⟨

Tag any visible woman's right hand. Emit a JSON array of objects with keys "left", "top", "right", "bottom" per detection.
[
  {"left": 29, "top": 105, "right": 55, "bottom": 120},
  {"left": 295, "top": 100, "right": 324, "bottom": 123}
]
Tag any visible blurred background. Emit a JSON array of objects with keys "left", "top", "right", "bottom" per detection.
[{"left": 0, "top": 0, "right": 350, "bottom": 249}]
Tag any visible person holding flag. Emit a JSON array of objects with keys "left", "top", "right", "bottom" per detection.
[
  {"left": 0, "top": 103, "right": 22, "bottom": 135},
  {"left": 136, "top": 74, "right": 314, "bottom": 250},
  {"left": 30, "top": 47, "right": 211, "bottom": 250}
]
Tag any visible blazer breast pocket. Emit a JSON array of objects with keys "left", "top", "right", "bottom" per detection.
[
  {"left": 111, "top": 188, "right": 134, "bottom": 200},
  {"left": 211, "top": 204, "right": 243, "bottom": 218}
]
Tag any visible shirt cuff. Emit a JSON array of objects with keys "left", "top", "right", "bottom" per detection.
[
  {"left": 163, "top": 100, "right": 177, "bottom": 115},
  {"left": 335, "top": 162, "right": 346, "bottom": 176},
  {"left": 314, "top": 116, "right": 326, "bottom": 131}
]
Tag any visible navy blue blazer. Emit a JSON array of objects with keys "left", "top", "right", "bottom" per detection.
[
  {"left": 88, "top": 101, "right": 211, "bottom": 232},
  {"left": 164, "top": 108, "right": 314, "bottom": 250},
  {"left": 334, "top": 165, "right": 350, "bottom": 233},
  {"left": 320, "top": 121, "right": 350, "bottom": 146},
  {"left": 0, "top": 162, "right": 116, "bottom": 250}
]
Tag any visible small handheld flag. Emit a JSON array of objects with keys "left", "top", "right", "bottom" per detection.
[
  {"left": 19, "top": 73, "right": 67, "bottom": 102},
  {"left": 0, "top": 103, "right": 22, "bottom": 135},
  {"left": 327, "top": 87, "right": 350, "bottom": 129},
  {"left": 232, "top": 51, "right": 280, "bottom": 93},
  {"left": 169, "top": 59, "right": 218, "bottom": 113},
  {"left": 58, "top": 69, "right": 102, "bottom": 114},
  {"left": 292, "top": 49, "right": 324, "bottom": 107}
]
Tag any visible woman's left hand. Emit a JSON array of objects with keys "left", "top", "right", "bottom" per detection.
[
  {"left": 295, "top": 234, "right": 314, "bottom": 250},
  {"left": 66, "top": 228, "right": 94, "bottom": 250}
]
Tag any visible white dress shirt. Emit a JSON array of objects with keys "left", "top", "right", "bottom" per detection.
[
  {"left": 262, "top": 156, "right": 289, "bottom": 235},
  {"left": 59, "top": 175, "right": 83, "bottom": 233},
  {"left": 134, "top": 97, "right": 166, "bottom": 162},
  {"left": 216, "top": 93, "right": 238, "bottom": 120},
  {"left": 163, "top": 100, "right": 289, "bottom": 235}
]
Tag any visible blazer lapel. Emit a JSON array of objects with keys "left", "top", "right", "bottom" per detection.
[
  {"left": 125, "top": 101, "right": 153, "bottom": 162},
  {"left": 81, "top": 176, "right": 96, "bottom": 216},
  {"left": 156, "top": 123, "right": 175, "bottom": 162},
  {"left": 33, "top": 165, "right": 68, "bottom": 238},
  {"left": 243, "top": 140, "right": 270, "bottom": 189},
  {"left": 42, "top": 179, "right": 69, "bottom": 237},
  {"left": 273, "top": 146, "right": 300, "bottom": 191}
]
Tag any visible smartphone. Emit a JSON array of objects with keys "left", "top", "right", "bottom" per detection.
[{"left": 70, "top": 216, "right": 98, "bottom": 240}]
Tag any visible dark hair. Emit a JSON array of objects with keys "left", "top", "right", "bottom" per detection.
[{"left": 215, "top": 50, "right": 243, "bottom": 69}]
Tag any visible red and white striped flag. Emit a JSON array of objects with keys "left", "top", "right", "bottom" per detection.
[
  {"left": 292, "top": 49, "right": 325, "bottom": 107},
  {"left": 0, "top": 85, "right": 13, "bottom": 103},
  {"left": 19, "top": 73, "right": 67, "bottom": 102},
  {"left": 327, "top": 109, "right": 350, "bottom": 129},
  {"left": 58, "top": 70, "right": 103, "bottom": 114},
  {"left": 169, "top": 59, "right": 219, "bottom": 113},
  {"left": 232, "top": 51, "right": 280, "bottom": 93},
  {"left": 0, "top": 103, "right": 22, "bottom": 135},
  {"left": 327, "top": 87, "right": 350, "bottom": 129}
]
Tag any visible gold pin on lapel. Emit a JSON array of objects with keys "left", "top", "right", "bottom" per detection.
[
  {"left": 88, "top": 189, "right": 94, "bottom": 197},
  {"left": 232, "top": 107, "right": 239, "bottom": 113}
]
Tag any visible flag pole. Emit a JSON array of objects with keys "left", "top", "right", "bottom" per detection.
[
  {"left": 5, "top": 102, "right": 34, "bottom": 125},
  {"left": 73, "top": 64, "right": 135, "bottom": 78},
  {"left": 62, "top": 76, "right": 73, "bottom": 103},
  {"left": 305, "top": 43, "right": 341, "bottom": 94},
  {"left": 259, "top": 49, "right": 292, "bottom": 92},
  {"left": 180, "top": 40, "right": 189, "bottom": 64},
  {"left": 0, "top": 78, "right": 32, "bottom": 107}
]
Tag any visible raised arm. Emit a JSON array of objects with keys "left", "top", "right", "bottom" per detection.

⟩

■ **CHALLENGE**:
Find the line with "Tag any visible gold" in the listing above, then write out that line and each remaining line exactly, with no other text.

■ **RESPONSE TO THE TASK**:
Tag any visible gold pin on lapel. Emit a JSON array of objects with keys "left", "top", "right", "bottom" per detection.
[
  {"left": 88, "top": 189, "right": 94, "bottom": 197},
  {"left": 232, "top": 107, "right": 239, "bottom": 113}
]
Tag any visible flag pole. Emit a JSON array of objects with keys "left", "top", "right", "bottom" per detection.
[
  {"left": 5, "top": 102, "right": 34, "bottom": 125},
  {"left": 73, "top": 64, "right": 135, "bottom": 78},
  {"left": 62, "top": 76, "right": 73, "bottom": 103},
  {"left": 305, "top": 43, "right": 341, "bottom": 94},
  {"left": 259, "top": 49, "right": 292, "bottom": 92},
  {"left": 180, "top": 40, "right": 189, "bottom": 64},
  {"left": 0, "top": 78, "right": 32, "bottom": 107}
]
Tag any visible raised arm. Emit a JSON array of objects with keys "left", "top", "right", "bottom" per detection.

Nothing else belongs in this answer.